*Required task*: Reproduce the listing below character for character; drop every image.

Stored items
┌────────

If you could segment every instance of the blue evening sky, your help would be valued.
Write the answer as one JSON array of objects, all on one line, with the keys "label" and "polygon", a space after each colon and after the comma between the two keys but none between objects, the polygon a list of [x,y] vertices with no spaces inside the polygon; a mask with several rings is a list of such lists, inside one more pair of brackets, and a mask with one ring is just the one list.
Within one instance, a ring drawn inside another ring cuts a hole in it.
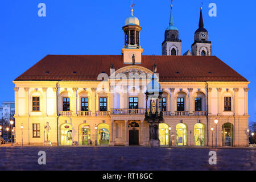
[{"label": "blue evening sky", "polygon": [[[203,1],[205,28],[216,55],[251,81],[249,114],[256,121],[256,23],[253,0]],[[144,55],[161,55],[168,25],[170,0],[134,0]],[[174,16],[183,42],[191,49],[198,27],[201,0],[174,0]],[[39,17],[38,5],[46,5],[47,16]],[[217,16],[208,15],[208,5]],[[16,77],[48,54],[121,55],[122,27],[130,16],[130,0],[9,0],[0,6],[0,103],[14,100]]]}]

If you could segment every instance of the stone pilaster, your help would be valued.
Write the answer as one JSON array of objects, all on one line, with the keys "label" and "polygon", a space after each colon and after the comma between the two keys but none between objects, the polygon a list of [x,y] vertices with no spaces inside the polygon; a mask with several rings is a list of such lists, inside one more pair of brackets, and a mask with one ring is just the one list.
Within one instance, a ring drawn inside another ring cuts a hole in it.
[{"label": "stone pilaster", "polygon": [[239,88],[234,88],[234,91],[235,93],[234,96],[234,114],[235,115],[238,115],[238,91]]},{"label": "stone pilaster", "polygon": [[47,115],[47,87],[43,87],[43,102],[42,105],[42,111],[43,115]]},{"label": "stone pilaster", "polygon": [[212,88],[208,88],[208,115],[212,115]]},{"label": "stone pilaster", "polygon": [[125,146],[127,146],[129,145],[129,143],[128,142],[129,136],[128,136],[128,120],[125,120]]},{"label": "stone pilaster", "polygon": [[28,98],[28,90],[30,88],[29,87],[24,88],[24,90],[25,90],[25,116],[28,115],[29,112],[29,98]]},{"label": "stone pilaster", "polygon": [[52,88],[53,91],[53,115],[57,115],[57,88],[53,87]]},{"label": "stone pilaster", "polygon": [[248,91],[249,88],[243,88],[245,90],[245,114],[248,115]]},{"label": "stone pilaster", "polygon": [[73,88],[73,102],[72,102],[72,110],[73,110],[73,115],[77,115],[77,88]]},{"label": "stone pilaster", "polygon": [[92,90],[92,115],[95,116],[96,113],[96,89],[95,88],[91,88]]},{"label": "stone pilaster", "polygon": [[222,114],[222,100],[221,98],[221,88],[217,88],[218,90],[218,115]]},{"label": "stone pilaster", "polygon": [[171,113],[172,115],[175,115],[175,101],[174,96],[174,90],[175,89],[174,88],[171,88],[170,89],[171,91]]},{"label": "stone pilaster", "polygon": [[109,145],[110,146],[114,146],[115,143],[114,142],[114,120],[111,119],[111,124],[110,124],[110,143]]},{"label": "stone pilaster", "polygon": [[14,96],[15,96],[15,114],[14,117],[19,116],[19,88],[14,88]]},{"label": "stone pilaster", "polygon": [[189,115],[193,115],[193,88],[188,88],[188,92],[189,92],[189,95],[188,96],[188,110],[189,111]]}]

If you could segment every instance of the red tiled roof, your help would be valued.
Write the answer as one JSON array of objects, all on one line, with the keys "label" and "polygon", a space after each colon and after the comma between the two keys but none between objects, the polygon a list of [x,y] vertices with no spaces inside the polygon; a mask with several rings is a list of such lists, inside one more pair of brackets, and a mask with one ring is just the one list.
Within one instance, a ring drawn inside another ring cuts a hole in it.
[{"label": "red tiled roof", "polygon": [[[152,70],[152,59],[142,56],[142,64],[136,65]],[[247,81],[216,56],[155,56],[154,59],[160,81]],[[97,81],[101,73],[110,75],[112,63],[116,71],[131,65],[123,64],[122,55],[47,55],[15,80]]]}]

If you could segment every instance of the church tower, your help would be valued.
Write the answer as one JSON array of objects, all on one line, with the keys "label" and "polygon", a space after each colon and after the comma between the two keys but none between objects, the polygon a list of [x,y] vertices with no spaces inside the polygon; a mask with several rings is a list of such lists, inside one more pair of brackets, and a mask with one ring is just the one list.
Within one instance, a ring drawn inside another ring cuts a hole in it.
[{"label": "church tower", "polygon": [[162,44],[162,55],[181,56],[181,40],[179,39],[179,30],[174,26],[172,16],[172,5],[171,5],[171,16],[169,26],[164,33],[164,41]]},{"label": "church tower", "polygon": [[141,55],[143,49],[141,46],[141,30],[139,19],[133,15],[131,6],[131,16],[125,20],[123,30],[125,33],[125,46],[122,49],[124,63],[141,63]]},{"label": "church tower", "polygon": [[208,31],[204,28],[202,7],[200,10],[199,28],[195,32],[195,42],[192,44],[192,54],[193,56],[211,56],[212,42],[209,41]]}]

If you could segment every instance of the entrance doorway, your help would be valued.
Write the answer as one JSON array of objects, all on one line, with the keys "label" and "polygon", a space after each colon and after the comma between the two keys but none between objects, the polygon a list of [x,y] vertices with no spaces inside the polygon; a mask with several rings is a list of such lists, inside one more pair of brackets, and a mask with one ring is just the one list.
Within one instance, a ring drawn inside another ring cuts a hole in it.
[{"label": "entrance doorway", "polygon": [[234,126],[230,123],[226,123],[222,125],[222,145],[232,146],[233,141]]},{"label": "entrance doorway", "polygon": [[129,145],[139,145],[139,130],[129,130]]},{"label": "entrance doorway", "polygon": [[79,128],[79,145],[87,146],[90,144],[90,128],[86,124],[81,125]]}]

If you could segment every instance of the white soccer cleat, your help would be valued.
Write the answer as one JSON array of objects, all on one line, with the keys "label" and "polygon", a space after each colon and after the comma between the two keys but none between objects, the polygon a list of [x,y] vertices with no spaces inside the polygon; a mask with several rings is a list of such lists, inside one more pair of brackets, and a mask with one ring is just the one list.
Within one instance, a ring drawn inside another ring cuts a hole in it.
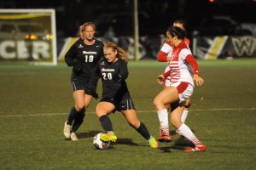
[{"label": "white soccer cleat", "polygon": [[67,139],[69,139],[70,138],[70,131],[71,131],[71,126],[67,124],[67,122],[65,122],[64,124],[64,130],[63,130],[63,133],[64,133],[64,136],[67,138]]},{"label": "white soccer cleat", "polygon": [[76,133],[74,133],[74,132],[70,133],[70,138],[73,141],[78,141],[79,138],[77,137]]}]

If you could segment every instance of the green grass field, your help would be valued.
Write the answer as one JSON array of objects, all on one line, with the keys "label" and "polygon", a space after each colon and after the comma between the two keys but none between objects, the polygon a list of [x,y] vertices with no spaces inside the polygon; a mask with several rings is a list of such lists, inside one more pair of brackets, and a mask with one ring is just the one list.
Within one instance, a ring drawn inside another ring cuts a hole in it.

└────────

*Reply to the task*:
If you could segment every instance of the blue evening sky, your help would be valued.
Write the answer as one JSON array of objects, all on one line, with the keys "label" and "polygon", a space after each colon and after the comma between the two keys but none between objects, the polygon a list of [x,y] vertices with no spaces inside the polygon; a mask with several rings is a list of such lists, inside one more pair of brackets, and a mask with one ring is just the one list.
Within one instance, a ring drawn inside another ring cuts a hole in it.
[{"label": "blue evening sky", "polygon": [[[203,1],[205,28],[216,55],[251,81],[249,114],[256,121],[256,23],[253,0]],[[144,55],[161,55],[168,25],[170,0],[134,0]],[[174,16],[183,42],[191,49],[198,27],[201,0],[174,0]],[[39,17],[38,5],[46,5],[47,16]],[[217,16],[208,15],[208,5]],[[16,77],[48,54],[121,55],[122,27],[130,16],[130,0],[9,0],[0,6],[0,103],[14,100]]]}]

If you could segment every instance of the stone pilaster, your help would be valued.
Write the answer as one JSON array of objects, all on one line, with the keys "label" and "polygon", a space after each colon and after the comma between the two keys but none between objects, the polygon a list of [x,y] vertices with no spaces inside the polygon; a mask with several rings is a list of such lists, inside one more pair of brackets, and a mask with one ring is just the one list.
Within one instance, a ring drawn inside another ring cuts a hole in it.
[{"label": "stone pilaster", "polygon": [[239,88],[234,88],[234,91],[235,93],[234,96],[234,114],[235,115],[238,115],[238,91]]},{"label": "stone pilaster", "polygon": [[47,115],[47,87],[43,87],[43,102],[42,105],[42,111],[43,115]]},{"label": "stone pilaster", "polygon": [[212,88],[208,88],[208,115],[212,115]]},{"label": "stone pilaster", "polygon": [[125,146],[127,146],[129,145],[129,143],[128,142],[129,136],[128,136],[128,120],[125,120]]},{"label": "stone pilaster", "polygon": [[28,98],[28,90],[30,88],[29,87],[24,88],[24,90],[25,90],[25,116],[28,115],[29,112],[29,98]]},{"label": "stone pilaster", "polygon": [[52,88],[53,91],[53,115],[57,115],[57,88],[53,87]]},{"label": "stone pilaster", "polygon": [[248,91],[249,88],[243,88],[245,90],[245,114],[248,115]]},{"label": "stone pilaster", "polygon": [[73,88],[73,102],[72,102],[72,110],[73,110],[73,115],[77,115],[77,88]]},{"label": "stone pilaster", "polygon": [[92,90],[92,115],[95,116],[96,113],[96,89],[95,88],[91,88]]},{"label": "stone pilaster", "polygon": [[222,114],[222,100],[221,98],[221,88],[217,88],[218,90],[218,115]]},{"label": "stone pilaster", "polygon": [[171,113],[172,115],[175,115],[175,101],[174,96],[174,90],[175,89],[174,88],[171,88],[170,89],[171,91]]},{"label": "stone pilaster", "polygon": [[109,145],[110,146],[114,146],[115,143],[114,142],[114,120],[111,119],[111,124],[110,124],[110,143]]},{"label": "stone pilaster", "polygon": [[14,96],[15,96],[15,114],[14,117],[19,116],[19,88],[14,88]]},{"label": "stone pilaster", "polygon": [[189,115],[193,115],[193,88],[188,88],[188,92],[189,92],[189,95],[188,96],[188,110],[189,111]]}]

If you could segment every instance of the red tiled roof, your help would be valued.
Write the answer as one JSON array of objects, all on one line, with the keys "label" and "polygon", a space after each colon and after the comma between the two keys but none between objects, the polygon a list of [x,y] vertices with no spaces inside the polygon; a mask with several rings is a list of such lists, inside one more pair of brackets, and a mask with one ring is just the one list.
Within one instance, a ring drawn inside another ring cuts a hole in it.
[{"label": "red tiled roof", "polygon": [[[152,70],[152,59],[142,56],[142,64],[136,65]],[[247,81],[216,56],[155,56],[154,59],[160,81]],[[97,81],[101,73],[110,75],[112,63],[116,71],[131,65],[123,64],[122,55],[47,55],[15,80]]]}]

If you could segment every instance of the church tower, your help would be valued.
Write the answer as one JSON array of objects, all on one line, with the keys "label" and "polygon", a space after each colon and after the comma between the two keys but none between objects, the polygon a list of [x,y] vertices with no spaces inside the polygon; a mask with several rings is a list of such lists, inside one more pair of brackets, and a mask with one ring is just the one list.
Within one instance, a ring drawn inside another ring cuts a hole in it.
[{"label": "church tower", "polygon": [[162,44],[162,55],[181,56],[181,40],[179,39],[179,30],[174,26],[172,16],[172,5],[171,5],[171,16],[169,26],[164,33],[164,41]]},{"label": "church tower", "polygon": [[141,55],[143,49],[141,46],[141,30],[139,19],[133,15],[131,6],[131,16],[125,20],[123,30],[125,33],[125,46],[122,49],[124,63],[141,63]]},{"label": "church tower", "polygon": [[208,31],[204,28],[202,7],[200,10],[199,28],[195,32],[195,42],[192,44],[192,54],[193,56],[211,56],[212,42],[209,41]]}]

If you could segment every instance of the entrance doorway, your help would be valued.
Write the answer as one JSON array of objects, all on one line, with the keys "label" and "polygon", a space after each colon and after the comma between the two keys but none between objects, the polygon a list of [x,y] vertices with no spaces inside the polygon; a mask with several rings is a list of such lists, inside one more pair of brackets, and a mask with one ring is just the one list.
Within one instance, a ring drawn inside another ring cuts a hole in it.
[{"label": "entrance doorway", "polygon": [[234,126],[230,123],[226,123],[222,125],[222,145],[232,146],[233,141]]},{"label": "entrance doorway", "polygon": [[129,145],[139,145],[139,130],[129,130]]},{"label": "entrance doorway", "polygon": [[79,128],[79,145],[87,146],[90,144],[90,128],[86,124],[81,125]]}]

If you could segment every instance of the white soccer cleat, your help would be valued.
Write the answer as one JSON array of objects, all on one line, with the keys "label" and "polygon", a space after each colon and after the comma between the two keys but none between objects, the polygon a list of [x,y] vertices with no spaces inside the polygon; a mask with several rings is a list of such lists, inside one more pair of brackets, and a mask with one ring is just the one list.
Within one instance, a ring drawn inside another ring cuts a hole in it.
[{"label": "white soccer cleat", "polygon": [[67,139],[69,139],[70,138],[70,131],[71,131],[71,126],[67,124],[67,122],[65,122],[64,124],[64,130],[63,130],[63,133],[64,133],[64,136],[67,138]]},{"label": "white soccer cleat", "polygon": [[76,133],[74,133],[74,132],[70,133],[70,138],[73,141],[78,141],[79,138],[77,137]]}]

If you could segment every instance of the green grass field, your help would be valued.
Write the answer as one JSON array of objects, all on one line, with the keys "label" and "polygon", a space after each colon and after the comma between the two keys but none between objects, the polygon a list of [x,y] vertices with no spaces inside the polygon; a mask with several rings is a list of such lists, inside one more pair of brackets, and a mask with one ring is just the one list.
Within one instance, a ring drawn inside another ring cuts a hole in it.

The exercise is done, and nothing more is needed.